■ SOURCE EXTRACT
=====

Stemming from a series of sermons delivered at his church, pastor Josh Moody presents the gospel of justification by faith alone, as proclaimed in Galatians. He examines thirty-one reasons Paul gives for this gospel.


Product Details

ISBN-13: 9781433515675
Publisher: Crossway
Publication date: 01/05/2011
Pages: 288
Sales rank: 471,360
Product dimensions: 5.90(w) x 8.90(h) x 0.90(d)

About the Author

Josh Moody (PhD, University of Cambridge) serves as the senior pastor of College Church in Wheaton, Illinois, and president of God Centered Life Ministries. He was previously a fellow at Yale University. Josh and his wife have four children.

Read an Excerpt

CHAPTER 1

The God-ness of the Gospel

Paul, an apostle — not from men nor through man, but through Jesus Christ and God the Father, who raised him from the dead — and all the brothers who are with me, to the churches of Galatia.

GALATIANS 1:1–2

In the heart of everyone lies an atheist. Not perhaps the kind that thinks in a strict literal sense that God does not exist. There may be some in church like that. When Christians gather, we are never to assume that all believe; rather, we are to hope that those who do not believe come so that we might present the truth of God in word and deed.

=====

■ AIM OF THE TASK
Please state where Josh Moody serves as senior pastor, according to the book listing above.

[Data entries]
=====

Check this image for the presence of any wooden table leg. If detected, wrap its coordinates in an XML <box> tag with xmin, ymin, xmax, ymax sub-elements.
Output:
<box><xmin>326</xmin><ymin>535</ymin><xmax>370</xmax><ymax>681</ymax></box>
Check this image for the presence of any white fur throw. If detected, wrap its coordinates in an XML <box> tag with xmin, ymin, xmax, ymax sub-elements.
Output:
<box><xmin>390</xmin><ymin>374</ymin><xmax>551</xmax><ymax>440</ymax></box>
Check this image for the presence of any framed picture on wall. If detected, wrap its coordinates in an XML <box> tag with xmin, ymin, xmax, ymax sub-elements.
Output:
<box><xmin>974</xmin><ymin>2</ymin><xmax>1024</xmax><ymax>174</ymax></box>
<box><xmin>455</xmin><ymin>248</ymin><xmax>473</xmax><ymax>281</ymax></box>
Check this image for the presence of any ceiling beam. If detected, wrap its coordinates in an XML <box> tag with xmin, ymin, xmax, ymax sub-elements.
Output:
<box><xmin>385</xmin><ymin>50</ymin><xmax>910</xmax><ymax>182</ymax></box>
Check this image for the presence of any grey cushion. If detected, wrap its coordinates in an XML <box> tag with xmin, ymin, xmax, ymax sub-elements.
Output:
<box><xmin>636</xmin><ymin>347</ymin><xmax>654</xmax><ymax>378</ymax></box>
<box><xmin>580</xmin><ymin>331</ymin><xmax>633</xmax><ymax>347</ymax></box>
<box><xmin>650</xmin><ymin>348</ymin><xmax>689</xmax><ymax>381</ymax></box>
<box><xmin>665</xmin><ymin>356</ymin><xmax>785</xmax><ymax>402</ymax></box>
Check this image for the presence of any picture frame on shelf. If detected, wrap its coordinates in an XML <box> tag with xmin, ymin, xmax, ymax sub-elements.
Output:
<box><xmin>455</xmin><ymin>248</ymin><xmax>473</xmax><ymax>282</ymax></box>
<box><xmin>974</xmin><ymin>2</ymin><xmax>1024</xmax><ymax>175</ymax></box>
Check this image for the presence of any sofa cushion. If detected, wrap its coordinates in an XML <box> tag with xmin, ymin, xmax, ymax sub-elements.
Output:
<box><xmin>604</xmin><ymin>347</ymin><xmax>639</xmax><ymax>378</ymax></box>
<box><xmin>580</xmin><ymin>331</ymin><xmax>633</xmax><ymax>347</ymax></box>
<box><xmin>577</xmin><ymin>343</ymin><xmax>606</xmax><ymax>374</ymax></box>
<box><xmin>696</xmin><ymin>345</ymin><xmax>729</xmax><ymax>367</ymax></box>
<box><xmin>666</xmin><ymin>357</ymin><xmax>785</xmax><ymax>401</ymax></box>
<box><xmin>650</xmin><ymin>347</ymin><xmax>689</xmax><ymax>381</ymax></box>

=====

■ TASK ANSWER
College Church in Wheaton, Illinois.